**Excerpted passage**
====
After battling for nine days, Germany’s Koray Aldemir emerged as the winner of the World Series of Poker Main Event on Wednesday. The 31-year-old poker pro scored $8 million and the championship gold bracelet for the victory.
“It’s just the dream of every poker player honestly,” Aldemir told PokerGO after his win. “I don’t know what to say. George was so tough, so I’m really happy that I could beat him.
“It was an incredibly stressful week for all of us I think. I’m sure I had lots of mistakes, but I just tried to stay calm and play as good as possible.”
Aldemir entered the final table with a massive chip lead and that continued this week when play reached the final three. He becomes the reigning world champion after the 2020 event was mostly played online.
WSOP Main Event action gets underway
Play resumed on Wednesday with Aldemir battling the United Kingdom’s Jack Oliver and George Holmes, of Atlanta, Georgia, and formerly of New Jersey. Oliver sat second in chips and Holmes in third.
Aldemir began with more chips than both of his opponents combined. However, Oliver and Holmes still had fairly deep stacks as well. Aldemir pressed the action early, making use of his big stack.
====
**Provided data**
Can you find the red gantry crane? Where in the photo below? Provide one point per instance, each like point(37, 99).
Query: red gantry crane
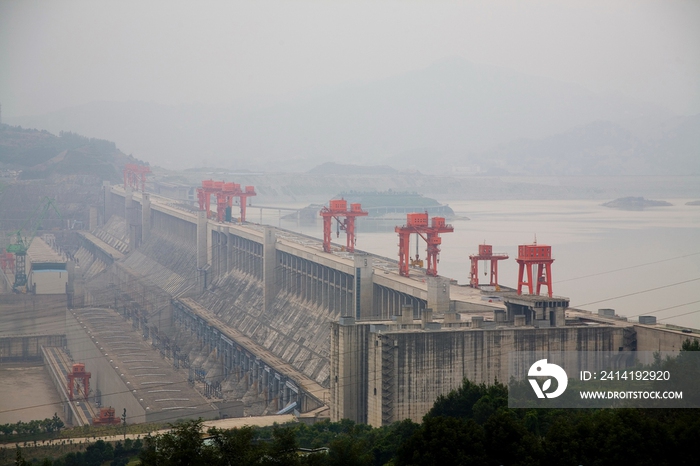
====
**Task to complete**
Answer these questions about the poker article:
1. How much prize money did Koray Aldemir win?
2. Which player sat second in chips when play resumed on Wednesday?
3. For how many days did Aldemir battle before winning?
The listing above comes from a separate source.

**Task solution**
1. $8 million
2. Jack Oliver
3. Nine days